Task statement:
Beginning with the line that holds "# paths use fill-rule evenodd" and ending with the last line below, repeat each line exactly, leaving any pictures out.

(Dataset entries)

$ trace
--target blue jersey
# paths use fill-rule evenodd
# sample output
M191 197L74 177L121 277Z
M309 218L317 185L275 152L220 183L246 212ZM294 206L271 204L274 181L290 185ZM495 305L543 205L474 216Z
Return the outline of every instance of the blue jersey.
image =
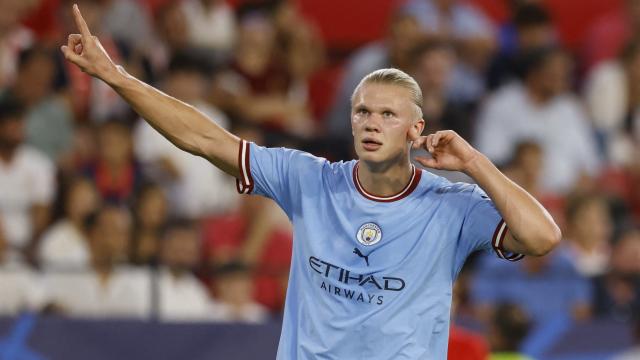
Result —
M498 256L506 226L476 185L413 167L397 195L360 185L358 162L241 142L238 191L293 224L278 359L445 359L452 284L474 251Z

Exercise result:
# paths use fill-rule evenodd
# sample output
M191 197L74 177L121 277Z
M309 218L317 185L275 152L220 183L246 212ZM294 206L271 204L274 181L290 185ZM495 305L543 205L474 216Z
Return the outline of every instance of the blue jersey.
image =
Result —
M498 256L506 226L476 185L413 167L397 195L360 185L358 162L241 142L238 191L293 224L278 359L445 359L452 284L474 251Z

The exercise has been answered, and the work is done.